What is needed –
State how many lines in the records below contain the string "exact". Reply with the number alone.

─── Input records ───

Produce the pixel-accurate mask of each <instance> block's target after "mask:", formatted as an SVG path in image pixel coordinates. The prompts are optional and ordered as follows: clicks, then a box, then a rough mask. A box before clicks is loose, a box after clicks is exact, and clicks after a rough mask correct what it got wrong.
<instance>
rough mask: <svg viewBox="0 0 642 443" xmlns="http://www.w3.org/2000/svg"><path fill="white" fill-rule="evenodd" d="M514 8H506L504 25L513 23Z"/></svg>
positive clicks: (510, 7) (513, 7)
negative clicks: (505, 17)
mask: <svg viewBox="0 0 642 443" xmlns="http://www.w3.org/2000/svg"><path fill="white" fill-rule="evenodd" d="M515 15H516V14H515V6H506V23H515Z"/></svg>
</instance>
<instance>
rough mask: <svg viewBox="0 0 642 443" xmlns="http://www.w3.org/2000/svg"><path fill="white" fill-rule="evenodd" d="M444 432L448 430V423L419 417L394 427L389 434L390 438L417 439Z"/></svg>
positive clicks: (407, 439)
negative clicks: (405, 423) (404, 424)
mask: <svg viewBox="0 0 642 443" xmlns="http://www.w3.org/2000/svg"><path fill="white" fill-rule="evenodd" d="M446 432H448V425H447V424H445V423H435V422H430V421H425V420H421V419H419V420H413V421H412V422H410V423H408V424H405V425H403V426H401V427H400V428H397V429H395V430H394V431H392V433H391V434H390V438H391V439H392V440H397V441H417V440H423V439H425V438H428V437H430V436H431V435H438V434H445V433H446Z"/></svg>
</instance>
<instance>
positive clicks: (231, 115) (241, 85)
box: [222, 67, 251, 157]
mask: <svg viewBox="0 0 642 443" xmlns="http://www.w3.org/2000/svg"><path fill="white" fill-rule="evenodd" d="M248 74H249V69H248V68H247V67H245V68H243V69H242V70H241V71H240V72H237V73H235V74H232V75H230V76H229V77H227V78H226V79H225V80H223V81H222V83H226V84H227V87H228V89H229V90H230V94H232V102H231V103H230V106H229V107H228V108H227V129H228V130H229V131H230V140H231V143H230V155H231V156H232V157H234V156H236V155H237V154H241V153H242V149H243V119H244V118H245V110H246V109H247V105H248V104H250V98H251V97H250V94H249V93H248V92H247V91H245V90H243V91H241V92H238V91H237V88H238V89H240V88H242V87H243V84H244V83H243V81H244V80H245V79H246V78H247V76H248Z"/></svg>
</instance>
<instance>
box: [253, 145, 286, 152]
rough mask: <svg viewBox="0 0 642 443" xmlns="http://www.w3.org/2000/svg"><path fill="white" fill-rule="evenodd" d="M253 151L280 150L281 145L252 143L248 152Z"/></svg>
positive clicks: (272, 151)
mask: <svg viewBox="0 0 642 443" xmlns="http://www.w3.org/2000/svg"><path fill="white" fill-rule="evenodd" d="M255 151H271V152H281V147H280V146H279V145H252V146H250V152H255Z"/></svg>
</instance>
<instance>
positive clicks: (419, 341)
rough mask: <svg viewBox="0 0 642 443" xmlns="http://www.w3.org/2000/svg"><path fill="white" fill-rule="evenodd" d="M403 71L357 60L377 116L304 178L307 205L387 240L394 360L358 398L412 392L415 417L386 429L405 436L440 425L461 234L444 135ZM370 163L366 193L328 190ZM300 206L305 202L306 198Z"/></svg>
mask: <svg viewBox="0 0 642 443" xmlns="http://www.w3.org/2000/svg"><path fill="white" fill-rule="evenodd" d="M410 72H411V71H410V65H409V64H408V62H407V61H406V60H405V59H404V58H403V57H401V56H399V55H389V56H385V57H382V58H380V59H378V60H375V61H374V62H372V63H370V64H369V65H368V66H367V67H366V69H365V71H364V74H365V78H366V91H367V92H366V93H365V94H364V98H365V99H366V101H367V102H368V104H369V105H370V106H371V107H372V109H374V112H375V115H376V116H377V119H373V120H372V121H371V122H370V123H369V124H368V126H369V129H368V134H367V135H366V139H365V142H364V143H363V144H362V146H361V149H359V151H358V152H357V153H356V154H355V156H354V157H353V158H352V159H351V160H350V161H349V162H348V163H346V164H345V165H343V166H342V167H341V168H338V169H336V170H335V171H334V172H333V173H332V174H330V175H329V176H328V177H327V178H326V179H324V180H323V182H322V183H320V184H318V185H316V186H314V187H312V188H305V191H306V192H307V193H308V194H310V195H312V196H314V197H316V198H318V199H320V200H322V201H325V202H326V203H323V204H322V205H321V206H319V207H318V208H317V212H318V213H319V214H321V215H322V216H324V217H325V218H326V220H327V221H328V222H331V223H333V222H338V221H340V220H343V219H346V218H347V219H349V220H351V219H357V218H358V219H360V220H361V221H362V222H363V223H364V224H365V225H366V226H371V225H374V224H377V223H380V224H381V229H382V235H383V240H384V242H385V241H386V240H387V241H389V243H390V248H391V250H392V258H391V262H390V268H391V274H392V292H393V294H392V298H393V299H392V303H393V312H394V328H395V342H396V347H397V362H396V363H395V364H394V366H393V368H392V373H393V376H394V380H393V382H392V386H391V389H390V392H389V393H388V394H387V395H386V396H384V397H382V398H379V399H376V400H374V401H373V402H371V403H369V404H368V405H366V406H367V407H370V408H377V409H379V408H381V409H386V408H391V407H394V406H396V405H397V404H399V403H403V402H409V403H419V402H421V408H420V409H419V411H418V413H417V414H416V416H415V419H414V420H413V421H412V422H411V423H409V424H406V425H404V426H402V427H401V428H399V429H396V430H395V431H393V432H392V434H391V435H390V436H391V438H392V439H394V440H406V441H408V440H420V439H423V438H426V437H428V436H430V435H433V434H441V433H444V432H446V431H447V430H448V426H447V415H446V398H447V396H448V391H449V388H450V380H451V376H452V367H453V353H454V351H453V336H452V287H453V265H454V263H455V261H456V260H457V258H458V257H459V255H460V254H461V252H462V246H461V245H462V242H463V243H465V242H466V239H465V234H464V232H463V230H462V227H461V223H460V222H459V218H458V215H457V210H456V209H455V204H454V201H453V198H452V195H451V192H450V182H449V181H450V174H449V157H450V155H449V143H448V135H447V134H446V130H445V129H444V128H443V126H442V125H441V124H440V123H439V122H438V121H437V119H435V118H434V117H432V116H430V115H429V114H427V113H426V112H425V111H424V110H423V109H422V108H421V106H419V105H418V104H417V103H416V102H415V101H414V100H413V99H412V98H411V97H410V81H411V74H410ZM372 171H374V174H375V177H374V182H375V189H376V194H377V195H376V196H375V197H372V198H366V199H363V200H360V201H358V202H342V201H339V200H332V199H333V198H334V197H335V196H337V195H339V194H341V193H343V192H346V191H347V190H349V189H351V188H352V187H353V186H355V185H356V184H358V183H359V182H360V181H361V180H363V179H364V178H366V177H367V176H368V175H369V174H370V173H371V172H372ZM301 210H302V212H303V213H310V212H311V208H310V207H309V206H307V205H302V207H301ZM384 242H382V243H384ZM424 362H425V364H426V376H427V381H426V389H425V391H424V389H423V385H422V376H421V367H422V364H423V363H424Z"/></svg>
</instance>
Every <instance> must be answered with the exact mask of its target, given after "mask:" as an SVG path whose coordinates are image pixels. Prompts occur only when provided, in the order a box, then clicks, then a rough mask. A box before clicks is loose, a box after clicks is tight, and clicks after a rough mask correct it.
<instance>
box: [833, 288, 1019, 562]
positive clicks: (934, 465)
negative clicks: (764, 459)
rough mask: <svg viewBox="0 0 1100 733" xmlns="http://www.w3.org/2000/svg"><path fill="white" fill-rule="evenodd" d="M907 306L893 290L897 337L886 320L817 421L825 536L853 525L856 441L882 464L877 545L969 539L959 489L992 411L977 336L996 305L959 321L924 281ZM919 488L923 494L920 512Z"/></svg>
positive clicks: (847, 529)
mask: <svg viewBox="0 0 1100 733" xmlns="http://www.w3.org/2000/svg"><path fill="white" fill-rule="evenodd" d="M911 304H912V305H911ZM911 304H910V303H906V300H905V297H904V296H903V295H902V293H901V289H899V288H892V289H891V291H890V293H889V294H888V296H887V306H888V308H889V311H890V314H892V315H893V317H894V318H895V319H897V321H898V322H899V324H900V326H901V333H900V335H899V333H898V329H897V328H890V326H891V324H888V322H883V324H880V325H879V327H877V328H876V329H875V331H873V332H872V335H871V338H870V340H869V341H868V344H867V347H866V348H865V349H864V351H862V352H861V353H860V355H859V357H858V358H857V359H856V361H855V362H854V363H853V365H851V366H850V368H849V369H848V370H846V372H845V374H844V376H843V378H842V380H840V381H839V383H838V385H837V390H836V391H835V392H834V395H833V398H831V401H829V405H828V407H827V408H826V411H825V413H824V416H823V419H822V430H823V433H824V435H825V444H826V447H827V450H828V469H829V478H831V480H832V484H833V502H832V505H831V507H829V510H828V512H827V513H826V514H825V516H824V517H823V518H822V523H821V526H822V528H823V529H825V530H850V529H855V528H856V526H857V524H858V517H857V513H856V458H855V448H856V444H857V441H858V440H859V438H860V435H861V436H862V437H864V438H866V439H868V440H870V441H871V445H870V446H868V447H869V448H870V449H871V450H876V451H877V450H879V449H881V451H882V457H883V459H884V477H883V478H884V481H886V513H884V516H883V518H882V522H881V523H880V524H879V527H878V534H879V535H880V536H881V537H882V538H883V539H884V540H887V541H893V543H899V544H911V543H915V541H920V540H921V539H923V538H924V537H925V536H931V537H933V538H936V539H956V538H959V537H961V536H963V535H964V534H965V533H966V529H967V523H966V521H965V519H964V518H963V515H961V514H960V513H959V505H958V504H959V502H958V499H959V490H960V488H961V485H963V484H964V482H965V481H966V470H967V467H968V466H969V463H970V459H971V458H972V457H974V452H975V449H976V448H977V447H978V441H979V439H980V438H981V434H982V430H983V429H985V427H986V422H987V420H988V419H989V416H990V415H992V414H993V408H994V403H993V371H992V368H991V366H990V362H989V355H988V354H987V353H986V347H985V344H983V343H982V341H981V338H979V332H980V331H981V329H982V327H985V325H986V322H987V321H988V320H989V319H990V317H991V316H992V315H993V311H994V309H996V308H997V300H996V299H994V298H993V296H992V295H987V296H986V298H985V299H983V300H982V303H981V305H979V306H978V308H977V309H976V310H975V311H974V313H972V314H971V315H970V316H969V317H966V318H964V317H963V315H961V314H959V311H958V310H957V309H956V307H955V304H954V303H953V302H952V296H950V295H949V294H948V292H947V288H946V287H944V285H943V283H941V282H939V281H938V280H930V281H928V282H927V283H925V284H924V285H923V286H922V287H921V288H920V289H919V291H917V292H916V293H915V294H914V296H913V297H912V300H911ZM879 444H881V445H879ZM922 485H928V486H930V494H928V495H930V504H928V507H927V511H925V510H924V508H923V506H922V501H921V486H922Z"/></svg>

───

Answer to the problem –
2